___ Text section ___
Year 799 (DCCXCIX) was a common year starting on Tuesday (link will display the full calendar) of the Julian calendar. The denomination 799 for this year has been used since the early medieval period, when the Anno Domini calendar era became the prevalent method in Europe for naming years.

Events 
 By place 

 Europe 
 Autumn – Siege of Trsat: Višeslav, prince or duke of Dalmatian Croatia, decisively defeats an invading Frankish army under Eric of Friuli, during the siege at the fortress city of Trsat (Rijeka).

 Britain 
 King Eardwulf of Northumbria, worried about further rivals, has ealdorman Moll killed. Former king Osbald dies as an abbot in exile. He is buried in an unmarked grave in York Minster.

 By topic 

 Religion 
 April 25 – Pope Leo III is physically attacked by a band of aristocratic conspirators, under the leadership of a public official who is a nephew of the late Pope Adrian I. After mistreatment and attempted disfigurement by the citizens of Rome, Leo flees to the court of King Charlemagne at Paderborn (modern Germany) to seek protection. He sends him back with Frankish agents, and restores him to the papal throne.
___ Input material ___
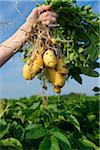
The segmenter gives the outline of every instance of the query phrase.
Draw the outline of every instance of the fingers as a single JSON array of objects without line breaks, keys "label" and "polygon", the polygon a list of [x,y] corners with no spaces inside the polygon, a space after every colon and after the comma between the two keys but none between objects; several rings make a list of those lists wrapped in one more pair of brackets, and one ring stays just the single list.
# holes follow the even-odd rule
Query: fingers
[{"label": "fingers", "polygon": [[37,8],[38,9],[38,15],[43,13],[44,11],[50,11],[51,10],[51,6],[50,5],[43,5]]},{"label": "fingers", "polygon": [[38,21],[41,21],[42,24],[49,25],[56,22],[56,17],[56,13],[52,11],[46,11],[39,16]]}]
___
Tasks -
1: In the year 799 text, where did Leo flee to seek protection?
2: Please switch "outline" to "contour" in the listing lines from the start of the listing through the line with "Query: fingers", and change nothing else. Leave the pictures out of your answer.

Results for each task -
1: He fled to the court of King Charlemagne at Paderborn.

2:
The segmenter gives the contour of every instance of the query phrase.
Draw the contour of every instance of the fingers as a single JSON array of objects without line breaks, keys "label" and "polygon", the polygon a list of [x,y] corners with no spaces inside the polygon, a space after every colon and after the comma between the two keys but none between objects; several rings make a list of those lists wrapped in one more pair of brackets, and one ring stays just the single list.
# holes follow the even-odd rule
Query: fingers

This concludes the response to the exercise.